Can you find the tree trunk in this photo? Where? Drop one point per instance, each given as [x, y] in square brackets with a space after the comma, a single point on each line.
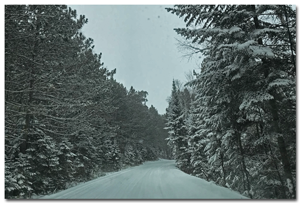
[283, 152]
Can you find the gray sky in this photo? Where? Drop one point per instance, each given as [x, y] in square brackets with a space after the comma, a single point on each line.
[139, 41]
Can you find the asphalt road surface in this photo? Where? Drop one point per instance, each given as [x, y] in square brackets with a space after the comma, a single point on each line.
[151, 180]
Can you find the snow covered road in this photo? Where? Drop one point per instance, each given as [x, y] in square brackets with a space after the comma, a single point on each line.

· · · · ·

• Requirements
Copy out every line of the items above word for word, leaving out the pictures.

• The output
Can you find the tree trunk in this photo? Where? Drop one point per instance, each given as [x, y] in square brackets with a space after the comma, a single point on each line.
[283, 152]
Can you find the gray sky in this photo? Where? Drop one point per instance, each given as [x, y] in square brackets with a space after the comma, a single point on each line.
[139, 41]
Can you find the asphalt road surface in this photo? Where? Drop one point per instance, each given as [x, y] in square brackets with a space after the comma, a single point on each line.
[151, 180]
Can you find the snow covered road in this photo? Where? Drop one point per instance, each given as [x, y] in square brackets with a space after the comma, a single point on each line.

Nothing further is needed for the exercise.